Virginia Woolf
From 'Virginia Woolf' in the Oxford Dictionary of National Biography (2004). For fuller details see Virginia Woolf: A Writer's Life.
...She broke with the march of verifiable fact as practised by her father, Leslie Stephen, in the 378 lives (amounting to a thousand pages) which he contributed to the Dictionary of National Biography from 1885,when Virginia was three, until 1901, when she was nineteen. On 3 December 1923, in her forties, his daughter observed in her diary, 'I shouldn't have been so clever, but I should have been more stable, without that contribution to the history of England.' In a biographical dictionary subjects are chosen for their public importance; Virginia Woolf inverts this in her essay 'The Art of Biography' (1939):
The question now inevitably asks itself, whether the lives of great men only should be recorded. Is not anyone who has lived a life, and left a record of that life, worthy of biography - the failures as well as the successes, the humble as well as the illustrious? And what is greatness? And what is smallness?
So, she chose to write on Selina Trimmer who took up her duties as a governess in 1790; on Sara Coleridge who edited the works of her father, the poet; on Flush, the spaniel who shared the sickroom of Elizabeth Barrett and accompanied her when she eloped with Browning; and on Harriette Wilson who, as a courtesan (to, for one, the Duke of Wellington) lived the life of an outcast, winding 'in and out among the bogs and precipices of the shadowy underworld'.

» **Data lines**:

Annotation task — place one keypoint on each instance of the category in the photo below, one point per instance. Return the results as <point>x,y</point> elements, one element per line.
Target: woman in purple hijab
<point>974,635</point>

» **Work instructions**:
**1.** Translate this sentence from the Virginia Woolf entry into French: "The question now inevitably asks itself, whether the lives of great men only should be recorded."
**2.** Write out, word for word, the stretch of the Virginia Woolf entry from "So, she chose" through "the shadowy underworld'.".
The lines are separate material with no connection to the Virginia Woolf entry.

» **Solutions**:
**1.** La question se pose désormais inévitablement de savoir si seules les vies des grands hommes doivent être consignées.

**2.**
So, she chose to write on Selina Trimmer who took up her duties as a governess in 1790; on Sara Coleridge who edited the works of her father, the poet; on Flush, the spaniel who shared the sickroom of Elizabeth Barrett and accompanied her when she eloped with Browning; and on Harriette Wilson who, as a courtesan (to, for one, the Duke of Wellington) lived the life of an outcast, winding 'in and out among the bogs and precipices of the shadowy underworld'.